◆ Activity A
Repeat the part of the text on tirzepatide below that opens with the words containing "Tirzepatide is a" and closes with "available during 2023.".
◆ Activity B
Go on with the text on tirzepatide below, starting after its last sentence.

Tirzepatide is a novel, once-weekly, dual GIP and GLP-1 receptor agonist (“twincretin”) for the treatment of type 2 diabetes. GIP (glucose-dependent insulinotropic polypeptide) is another incretin hormone that, when targeted alongside GLP-1, complements the known benefits of GLP-1 receptor agonists, resulting in greater effects on blood glucose and body weight. Tirzepatide will be commercially available during 2023.
The SURPASS and SURMOUNT trial programme investigated the effects of tirzepatide at doses of 5, 10 and 15 mg in a range of clinical scenarios (people with and without type 2 diabetes), against placebo or an active comparator.
SURPASS-3 compared the effect of weekly tirzepatide against titrated daily insulin degludec in people living with type 2 diabetes taking metformin with or without an SGLT2 inhibitor (Ludvik et al, 2021). Those taking tirzepatide 15 mg weekly achieved a 26 mmol/mol (2.37%) average reduction in HbA1c after 52 weeks of treatment, compared with a 15 mmol/mol (1.34%) reduction with insulin degludec. Furthermore, the tirzepatide groups lost an average of 7.5, 10.7 and 12.9 kg of body weight, respectively, compared with a weight gain of 2.3 kg with insulin degludec. There was also significantly less hypoglycaemia observed with tirzepatide. The most common adverse events in tirzepatide-treated individuals were mild-to-moderate gastrointestinal symptoms, which reduced over time. The safety profile of tirzepatide was similar to that of GLP-1 receptor agonists.

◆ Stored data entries
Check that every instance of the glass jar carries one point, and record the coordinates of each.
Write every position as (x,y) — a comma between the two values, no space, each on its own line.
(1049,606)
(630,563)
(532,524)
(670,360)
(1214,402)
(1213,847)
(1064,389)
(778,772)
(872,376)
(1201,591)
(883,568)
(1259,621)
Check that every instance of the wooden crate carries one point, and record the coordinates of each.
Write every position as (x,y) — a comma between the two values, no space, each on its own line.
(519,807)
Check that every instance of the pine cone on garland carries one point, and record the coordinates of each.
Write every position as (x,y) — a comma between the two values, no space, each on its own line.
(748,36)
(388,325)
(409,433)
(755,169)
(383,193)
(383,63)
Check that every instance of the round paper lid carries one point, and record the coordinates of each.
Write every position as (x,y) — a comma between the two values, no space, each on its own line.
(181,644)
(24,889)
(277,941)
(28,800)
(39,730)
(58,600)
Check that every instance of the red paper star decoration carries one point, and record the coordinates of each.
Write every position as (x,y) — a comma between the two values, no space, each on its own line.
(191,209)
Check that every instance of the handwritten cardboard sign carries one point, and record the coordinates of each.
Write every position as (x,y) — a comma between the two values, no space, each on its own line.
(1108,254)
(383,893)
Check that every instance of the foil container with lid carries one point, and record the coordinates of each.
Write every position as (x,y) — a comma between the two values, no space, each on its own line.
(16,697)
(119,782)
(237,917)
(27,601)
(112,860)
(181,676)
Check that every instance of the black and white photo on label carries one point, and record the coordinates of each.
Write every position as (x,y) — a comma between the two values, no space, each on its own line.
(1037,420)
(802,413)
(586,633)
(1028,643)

◆ Exercise result A
Tirzepatide is a novel, once-weekly, dual GIP and GLP-1 receptor agonist (“twincretin”) for the treatment of type 2 diabetes. GIP (glucose-dependent insulinotropic polypeptide) is another incretin hormone that, when targeted alongside GLP-1, complements the known benefits of GLP-1 receptor agonists, resulting in greater effects on blood glucose and body weight. Tirzepatide will be commercially available during 2023.

◆ Exercise result B
The SURPASS-3 MRI substudy reviewed here investigated changes in liver fat content, visceral adipose tissue and abdominal subcutaneous adipose tissue with tirzepatide compared to insulin degludec in a subpopulation of SURPASS-3 participants. These 296 individuals met the inclusion criteria for SURPASS-3 but also had an elevated fatty liver index, indicating the presence of significant non-alcoholic fatty liver disease (NAFLD). They underwent an MRI liver scan at baseline and again after 52 weeks of either tirzepatide (5, 10 or 15 mg) or titrated insulin degludec.
Mean baseline liver fat content was 15.71%. In pooled analysis, tirzepatide 10 mg and 15 mg were found to reduce liver fat content by more than half (–8.09%), compared with a reduction of 3.38% with insulin degludec. Significant reductions in visceral adipose tissue and abdominal subcutaneous adipose tissue were also observed. Alongside these benefits, there were significant improvements in glycaemic control, lipid profiles, total body weight and liver enzymes (ALT and AST). Unfortunately, no assessment of liver fibrosis, either by biopsy or non-invasive methods such as elastography, was undertaken.
These results position tirzepatide as a promising future treatment for NAFLD, which is now one of the fastest-growing indications for liver transplantation in the Western world. NAFLD is closely associated with type 2 diabetes and is an independent predictor of all-cause mortality. The condition is an impending public health crisis, and effective interventions for it are urgently required to prevent a major cause of chronic liver disease worldwide.